TEXT EXTRACT:
# Question About An Old Miter Box



## joecaption (Nov 30, 2011)

Looks like an old Stanley 360.
http://jimthechairmaker.wordpress.com/2011/01/25/a-restored-stanley-360-mitre-box/

The brackets go on the front side to hold things like crown moulding in place.
Sure hope your not planing on doing much work with it.


----------



## beenthere (Oct 11, 2008)

Moved to tools forum.


----------



## BigJim (Sep 2, 2008)

They go in front and slide back into the indention when not in use. I really can't tell which brand it is. I started off on a Miller Falls and a Stanley and neither table looked like that, the posts do though.Those old saw were really accurate, I wish I still had my old ones. The ones I had would cut as far back as a 60°. I hated the old saw back then but love them now.


----------



## Bird Doo Head (Dec 8, 2010)

Thanks JoeCaption & BigJim for taking the time to research & reply!

I looked at the linked miter box. Pretty close, but the one I have doesn't have the semi circle with the degree markings. 

I'm glad you explained the wings. I could not figure out how they possibly could be used. Now it's clear. Sometimes ye old skull is kinda thick!

Thanks for the mention of different brands, BigJim. I've spent hours searching through photos of miter boxes. Lots of "Almost" but no "Yep!" yet. However, it has been amazingly fun & educational to search. I like when the posting explains why certain features are included, or the history of the model.

SET TASKS:
a - Reproduce the passage of the miter box thread that opens with the words containing "Looks like an" and closes with "(Oct 11, 2008)", word for word.
b - Please resume the miter box thread where it stops and carry it forward.

GIVEN MATERIAL:
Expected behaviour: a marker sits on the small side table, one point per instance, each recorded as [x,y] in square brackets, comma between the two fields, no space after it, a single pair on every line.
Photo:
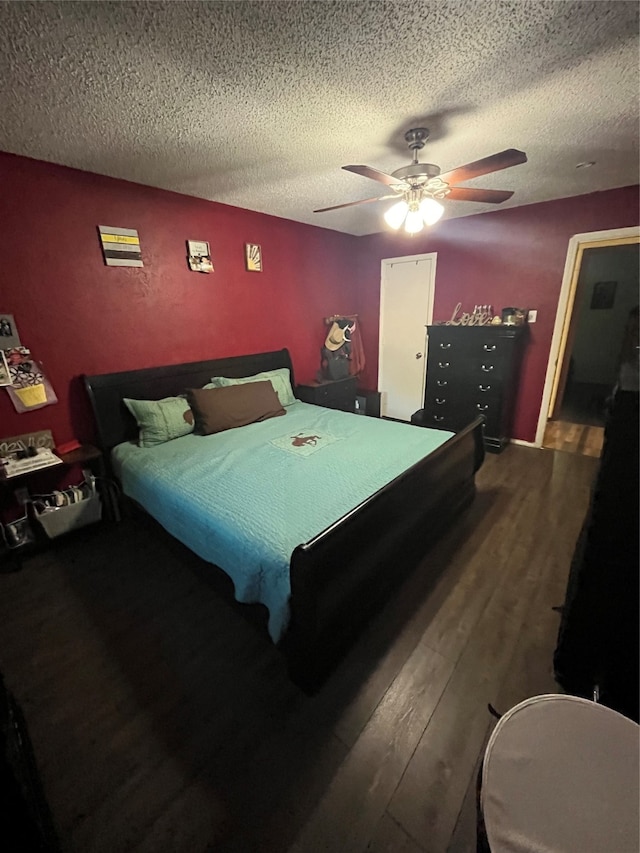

PER-TASK ANSWERS:
a -
Looks like an old Stanley 360.
http://jimthechairmaker.wordpress.com/2011/01/25/a-restored-stanley-360-mitre-box/

The brackets go on the front side to hold things like crown moulding in place.
Sure hope your not planing on doing much work with it.


----------



## beenthere (Oct 11, 2008)

b -
So, as time permits, I'll keep on searching. 

I think I'll begin careful clean up & perhaps a clue will surface. I'm not sure how I'll proceed, as I don't know if I want to strip it for re-paint. How much rust is under the dirt may dictate. I kind of like the Grandpa's Attic look. (But who knows the future. Some of the full-on restoration miter boxes are beautiful.) I'm also hoping to find some maker's logo on the backsaw when I clean that up.

Thanks Again Guys!
Paul
PS: The adjustement holds rock steady & sight lines are awesome. I wish my fancy electric one was that easy. The only downside is there is no way to lock the angle not in a pre-set detent. I suppose the wings JoeCaption explained will help with that problem by moving the work piece away from the fence.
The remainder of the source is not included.